Stored records

------------------------------------

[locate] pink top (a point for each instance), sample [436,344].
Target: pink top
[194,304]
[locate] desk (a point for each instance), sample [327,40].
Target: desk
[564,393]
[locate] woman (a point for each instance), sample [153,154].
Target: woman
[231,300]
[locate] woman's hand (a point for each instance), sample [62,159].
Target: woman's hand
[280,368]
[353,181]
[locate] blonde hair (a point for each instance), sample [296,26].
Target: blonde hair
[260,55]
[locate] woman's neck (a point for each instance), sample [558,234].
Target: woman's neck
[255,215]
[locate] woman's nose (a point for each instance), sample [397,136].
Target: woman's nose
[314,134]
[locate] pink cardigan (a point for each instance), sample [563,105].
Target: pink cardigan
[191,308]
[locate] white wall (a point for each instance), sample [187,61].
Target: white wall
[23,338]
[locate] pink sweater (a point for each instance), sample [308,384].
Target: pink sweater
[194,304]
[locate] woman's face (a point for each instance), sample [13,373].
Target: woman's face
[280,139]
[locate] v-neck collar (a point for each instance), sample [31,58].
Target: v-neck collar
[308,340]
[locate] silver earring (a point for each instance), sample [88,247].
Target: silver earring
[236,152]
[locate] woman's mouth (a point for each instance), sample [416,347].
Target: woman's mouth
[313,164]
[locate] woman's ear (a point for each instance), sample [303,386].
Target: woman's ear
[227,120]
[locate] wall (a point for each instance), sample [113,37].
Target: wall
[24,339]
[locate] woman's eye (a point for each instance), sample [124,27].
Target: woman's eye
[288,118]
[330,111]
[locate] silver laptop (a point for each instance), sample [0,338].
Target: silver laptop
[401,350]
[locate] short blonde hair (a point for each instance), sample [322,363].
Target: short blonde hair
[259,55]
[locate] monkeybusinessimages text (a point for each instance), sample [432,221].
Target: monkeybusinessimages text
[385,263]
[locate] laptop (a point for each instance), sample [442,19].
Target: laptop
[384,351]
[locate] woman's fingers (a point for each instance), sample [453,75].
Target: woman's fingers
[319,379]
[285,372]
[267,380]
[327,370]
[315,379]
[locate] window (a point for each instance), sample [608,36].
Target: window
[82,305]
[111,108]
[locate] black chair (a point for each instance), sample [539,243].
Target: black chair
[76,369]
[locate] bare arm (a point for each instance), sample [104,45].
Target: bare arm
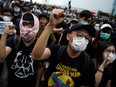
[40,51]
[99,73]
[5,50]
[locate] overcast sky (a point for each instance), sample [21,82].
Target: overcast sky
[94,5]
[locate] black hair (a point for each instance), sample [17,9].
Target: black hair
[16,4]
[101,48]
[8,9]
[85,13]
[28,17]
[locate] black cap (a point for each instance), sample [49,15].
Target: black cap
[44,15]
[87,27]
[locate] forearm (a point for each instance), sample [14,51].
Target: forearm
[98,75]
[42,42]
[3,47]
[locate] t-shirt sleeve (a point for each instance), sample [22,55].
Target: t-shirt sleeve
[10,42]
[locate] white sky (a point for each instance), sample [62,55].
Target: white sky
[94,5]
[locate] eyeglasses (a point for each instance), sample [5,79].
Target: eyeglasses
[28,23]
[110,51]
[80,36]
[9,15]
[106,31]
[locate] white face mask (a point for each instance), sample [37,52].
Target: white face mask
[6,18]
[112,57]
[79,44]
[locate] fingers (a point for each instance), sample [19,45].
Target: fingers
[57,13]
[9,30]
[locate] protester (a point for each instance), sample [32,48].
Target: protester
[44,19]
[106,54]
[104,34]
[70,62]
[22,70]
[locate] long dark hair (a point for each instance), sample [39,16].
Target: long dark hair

------------------------------------

About this task
Set down the records precisely as they appear. Any picture stays out.

Solved exercise
[locate] pink top (a point for each instance), sample [436,344].
Target: pink top
[194,304]
[locate] desk (a point for each instance), sample [327,40].
Target: desk
[564,393]
[locate] woman (a point for each instance), sample [153,154].
Target: woman
[231,300]
[locate] woman's hand (a point for each instance), sample [62,159].
Target: woman's hand
[280,368]
[353,181]
[locate] blonde hair (a point for each instance), sample [296,26].
Target: blonde hair
[260,55]
[locate] woman's neck (a point for each instance), sample [558,234].
Target: woman's neck
[255,215]
[locate] woman's nose (a point for each instance), sample [397,136].
Target: woman's nose
[314,134]
[locate] pink cardigan (a point for each instance), sample [563,105].
Target: pink cardigan
[191,308]
[locate] white wall (a point for each instance), sample [187,61].
Target: white wall
[23,338]
[locate] pink sweater (a point for each instance), sample [308,384].
Target: pink sweater
[194,304]
[locate] woman's face (a point for each instance), sample [13,373].
Target: woman's face
[280,139]
[locate] v-neck collar (a point for each instance), sample [31,58].
Target: v-neck collar
[308,340]
[locate] silver earring (a point for each instance), sample [88,247].
Target: silver earring
[236,152]
[locate] woman's mouth (a point for each instance), sample [416,347].
Target: woman's mouth
[313,164]
[locate] woman's ear (a point for each instance), sample [303,386].
Target: woman's ear
[227,120]
[locate] wall (a point for each instance), sample [113,37].
Target: wall
[24,339]
[locate] woman's eye (a point for each instance), sample [124,27].
Target: woman's eye
[288,118]
[330,111]
[locate] silver laptop (a point for each instance), sample [0,338].
Target: silver laptop
[401,350]
[locate] short blonde hair (a point for each instance), sample [322,363].
Target: short blonde hair
[259,55]
[locate] monkeybusinessimages text (a point for each instance), sample [432,221].
Target: monkeybusinessimages text
[385,263]
[locate] laptop (a point for each instance), sample [442,19].
Target: laptop
[384,351]
[locate] woman's fingers (a point for each instance), sample [453,75].
Target: woman's fingers
[319,379]
[285,372]
[267,380]
[327,370]
[315,379]
[locate] window (a point for each instance), sample [608,36].
Target: window
[82,305]
[111,108]
[locate] black chair (a point for each instance), sample [539,243].
Target: black chair
[76,369]
[locate] bare arm (a point for each instance), sample [104,45].
Target: bare arm
[40,51]
[99,73]
[5,50]
[locate] overcast sky (a point for each instance), sample [21,82].
Target: overcast sky
[94,5]
[locate] black hair (a point for each instance), sample [17,9].
Target: black hair
[16,4]
[101,48]
[8,9]
[85,13]
[28,17]
[locate] black cap (a point for each instance), sample [49,15].
Target: black cap
[44,15]
[87,27]
[locate] forearm (a point for each instance), sample [14,51].
Target: forearm
[98,75]
[42,42]
[3,47]
[locate] t-shirt sleeve (a point for each instance), sample [22,55].
Target: t-shirt sleeve
[10,42]
[locate] white sky (a point for each instance), sample [62,55].
Target: white sky
[94,5]
[locate] eyeglasses (a point for each instance), sample [5,79].
Target: eyeglasses
[28,23]
[110,51]
[80,36]
[9,15]
[106,31]
[locate] white face mask (a point for each instance), sample [37,52].
Target: white face mask
[6,18]
[112,57]
[79,44]
[locate] fingers (a point for each instance), sample [19,45].
Target: fingers
[57,13]
[9,30]
[locate] protester (a point for each instance), sample [32,48].
Target: protester
[44,19]
[106,54]
[104,34]
[70,62]
[22,70]
[locate] long dark hair (a point for each instance), sample [39,16].
Target: long dark hair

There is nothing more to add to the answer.